Short exercise:
Copy out every one of the records below word for word, changing nothing.
::: Records for this exercise
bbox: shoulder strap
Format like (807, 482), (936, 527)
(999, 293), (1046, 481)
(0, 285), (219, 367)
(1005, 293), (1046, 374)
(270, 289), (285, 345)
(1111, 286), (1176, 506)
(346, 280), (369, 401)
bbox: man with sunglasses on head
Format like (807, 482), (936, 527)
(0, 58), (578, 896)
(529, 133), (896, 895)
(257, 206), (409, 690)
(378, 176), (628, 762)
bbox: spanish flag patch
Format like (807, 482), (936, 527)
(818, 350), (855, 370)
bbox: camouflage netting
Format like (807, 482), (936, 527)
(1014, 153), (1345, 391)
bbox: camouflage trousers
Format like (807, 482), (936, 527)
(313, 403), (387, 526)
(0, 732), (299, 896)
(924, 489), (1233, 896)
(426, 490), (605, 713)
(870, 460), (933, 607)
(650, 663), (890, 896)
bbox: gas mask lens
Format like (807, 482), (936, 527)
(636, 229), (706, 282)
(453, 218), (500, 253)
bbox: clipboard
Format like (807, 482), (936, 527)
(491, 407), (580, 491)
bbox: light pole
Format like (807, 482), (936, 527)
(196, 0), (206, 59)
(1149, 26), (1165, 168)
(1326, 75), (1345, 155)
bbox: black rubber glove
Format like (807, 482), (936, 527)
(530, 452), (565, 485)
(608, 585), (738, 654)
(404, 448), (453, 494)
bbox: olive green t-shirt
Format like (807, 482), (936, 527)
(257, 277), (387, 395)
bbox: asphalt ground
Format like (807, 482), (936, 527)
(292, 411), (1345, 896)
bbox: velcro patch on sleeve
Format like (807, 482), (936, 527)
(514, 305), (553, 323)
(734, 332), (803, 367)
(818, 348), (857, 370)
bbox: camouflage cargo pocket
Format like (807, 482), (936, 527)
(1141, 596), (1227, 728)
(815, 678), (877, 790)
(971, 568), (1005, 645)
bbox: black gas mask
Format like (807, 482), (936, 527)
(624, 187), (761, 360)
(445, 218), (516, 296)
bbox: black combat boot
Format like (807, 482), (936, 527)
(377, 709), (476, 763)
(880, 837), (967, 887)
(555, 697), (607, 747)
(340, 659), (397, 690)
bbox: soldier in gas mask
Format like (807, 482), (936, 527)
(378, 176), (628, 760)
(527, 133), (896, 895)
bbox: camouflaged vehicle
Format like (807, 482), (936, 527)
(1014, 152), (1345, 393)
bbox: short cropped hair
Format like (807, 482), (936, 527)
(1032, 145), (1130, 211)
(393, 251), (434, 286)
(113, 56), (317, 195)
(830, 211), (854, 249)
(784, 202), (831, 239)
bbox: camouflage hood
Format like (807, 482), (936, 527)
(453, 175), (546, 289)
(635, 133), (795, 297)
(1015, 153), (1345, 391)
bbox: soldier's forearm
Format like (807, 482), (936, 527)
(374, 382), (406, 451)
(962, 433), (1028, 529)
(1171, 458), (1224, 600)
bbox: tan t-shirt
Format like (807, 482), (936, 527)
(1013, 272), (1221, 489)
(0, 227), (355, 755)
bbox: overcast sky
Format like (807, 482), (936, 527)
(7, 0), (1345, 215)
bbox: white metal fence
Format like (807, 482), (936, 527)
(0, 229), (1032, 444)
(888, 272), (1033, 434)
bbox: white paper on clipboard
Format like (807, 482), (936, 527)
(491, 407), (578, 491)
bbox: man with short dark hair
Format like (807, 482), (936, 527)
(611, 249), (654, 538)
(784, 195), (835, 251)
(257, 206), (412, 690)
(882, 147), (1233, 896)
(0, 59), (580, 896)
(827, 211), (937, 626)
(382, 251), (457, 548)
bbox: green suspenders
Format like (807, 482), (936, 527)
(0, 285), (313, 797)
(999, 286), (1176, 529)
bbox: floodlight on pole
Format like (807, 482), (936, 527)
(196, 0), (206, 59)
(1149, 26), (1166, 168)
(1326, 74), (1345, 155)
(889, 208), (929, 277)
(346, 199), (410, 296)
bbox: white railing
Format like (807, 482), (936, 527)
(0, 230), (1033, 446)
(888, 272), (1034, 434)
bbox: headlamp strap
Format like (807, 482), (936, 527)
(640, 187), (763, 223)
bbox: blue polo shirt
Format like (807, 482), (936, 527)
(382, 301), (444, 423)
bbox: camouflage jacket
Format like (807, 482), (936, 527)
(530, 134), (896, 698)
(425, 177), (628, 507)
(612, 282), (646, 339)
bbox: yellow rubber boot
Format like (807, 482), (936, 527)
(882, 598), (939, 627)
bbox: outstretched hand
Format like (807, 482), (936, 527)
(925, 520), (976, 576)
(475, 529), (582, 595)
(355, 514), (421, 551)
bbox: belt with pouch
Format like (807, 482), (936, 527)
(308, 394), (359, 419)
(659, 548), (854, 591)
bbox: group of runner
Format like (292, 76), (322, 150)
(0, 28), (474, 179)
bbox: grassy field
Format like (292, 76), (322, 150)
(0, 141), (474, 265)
::::::
Exercise response:
bbox: shoulder strap
Format like (807, 482), (936, 527)
(999, 293), (1046, 481)
(0, 285), (219, 367)
(1005, 293), (1046, 374)
(270, 289), (285, 345)
(1111, 286), (1176, 506)
(346, 280), (369, 401)
bbox: man with sunglasses on head
Format like (807, 482), (936, 527)
(0, 58), (578, 896)
(529, 133), (896, 895)
(257, 206), (409, 690)
(378, 176), (628, 762)
bbox: spanish flag patch
Format like (807, 482), (936, 527)
(818, 350), (855, 370)
bbox: camouflage netting
Format like (807, 482), (936, 527)
(1014, 153), (1345, 391)
bbox: camouflage trousers
Format like (807, 482), (936, 527)
(313, 403), (387, 526)
(0, 732), (299, 896)
(924, 489), (1233, 896)
(426, 490), (605, 713)
(870, 460), (933, 607)
(650, 663), (890, 896)
bbox: gas mask lens
Format like (807, 482), (936, 527)
(636, 229), (706, 282)
(453, 218), (500, 253)
bbox: clipboard
Format like (807, 482), (936, 527)
(491, 407), (580, 491)
bbox: light pole
Format like (807, 482), (936, 527)
(196, 0), (206, 59)
(1149, 26), (1165, 168)
(1326, 75), (1345, 155)
bbox: black rubber glove
Format like (807, 482), (936, 527)
(530, 452), (565, 485)
(608, 585), (738, 654)
(404, 448), (453, 494)
bbox: olive green t-shirt
Format like (807, 482), (936, 527)
(257, 277), (387, 395)
bbox: asphalt ground
Format like (807, 482), (936, 527)
(292, 411), (1345, 896)
bbox: velcro patch on sleeve
Format like (807, 482), (936, 527)
(514, 305), (553, 323)
(734, 332), (803, 367)
(818, 348), (857, 370)
bbox: camouflage cargo pocket
Format like (807, 482), (936, 527)
(1141, 596), (1227, 728)
(815, 678), (877, 790)
(971, 568), (1005, 645)
bbox: black gas mask
Format like (807, 482), (936, 527)
(624, 187), (761, 360)
(445, 218), (516, 296)
bbox: black combat boot
Format like (807, 482), (936, 527)
(377, 709), (476, 763)
(880, 837), (967, 887)
(555, 697), (607, 747)
(340, 659), (397, 690)
bbox: soldier in gas mask
Format like (807, 482), (936, 527)
(378, 176), (628, 760)
(527, 133), (896, 895)
bbox: camouflaged vehicle
Format like (807, 482), (936, 527)
(1014, 152), (1345, 393)
bbox: short cropped hair
Format like (807, 482), (936, 527)
(1032, 145), (1130, 211)
(393, 251), (434, 286)
(113, 56), (317, 195)
(830, 211), (854, 249)
(784, 202), (831, 239)
bbox: camouflage hood
Format like (807, 482), (936, 527)
(453, 175), (546, 289)
(635, 133), (795, 297)
(1015, 153), (1345, 391)
bbox: soldier's forearm
Format like (807, 482), (936, 527)
(374, 382), (406, 451)
(962, 433), (1028, 529)
(1171, 458), (1224, 600)
bbox: tan t-shirt
Format like (807, 482), (936, 527)
(1013, 272), (1221, 489)
(0, 227), (355, 755)
bbox: overcast sky
Format like (807, 482), (936, 527)
(7, 0), (1345, 215)
bbox: white metal fence
Format like (807, 482), (936, 527)
(0, 229), (1032, 444)
(888, 272), (1033, 434)
bbox: white paper on clipboard
Format like (807, 482), (936, 527)
(491, 407), (578, 491)
bbox: man with short dark hair
Format like (807, 482), (936, 527)
(611, 249), (654, 538)
(784, 195), (835, 251)
(257, 206), (412, 690)
(882, 147), (1233, 896)
(0, 59), (580, 896)
(827, 211), (937, 626)
(382, 251), (457, 548)
bbox: green suspenders
Format like (807, 482), (936, 527)
(0, 285), (313, 797)
(999, 286), (1176, 529)
bbox: floodlight on pole
Format like (807, 482), (936, 527)
(196, 0), (206, 59)
(1149, 26), (1166, 168)
(1326, 74), (1345, 155)
(889, 208), (929, 277)
(346, 199), (410, 296)
bbox: white railing
Format like (807, 482), (936, 527)
(0, 230), (1033, 446)
(888, 272), (1034, 434)
bbox: headlamp strap
Format like (807, 482), (936, 527)
(640, 187), (763, 223)
bbox: blue polo shirt
Format like (807, 482), (936, 527)
(382, 301), (444, 423)
bbox: camouflage jacket
Format like (807, 482), (936, 527)
(530, 134), (896, 698)
(425, 177), (628, 507)
(612, 282), (646, 339)
bbox: yellow rubber boot
Format like (807, 482), (936, 527)
(882, 598), (939, 627)
bbox: outstretched hand
Format like (807, 482), (936, 527)
(925, 520), (976, 576)
(475, 529), (582, 595)
(355, 514), (421, 551)
bbox: belt with pouch
Format like (807, 482), (936, 527)
(308, 394), (359, 419)
(659, 548), (854, 591)
bbox: group of runner
Format like (292, 76), (322, 150)
(0, 28), (474, 179)
bbox: grassy field
Format like (292, 76), (322, 150)
(0, 141), (474, 265)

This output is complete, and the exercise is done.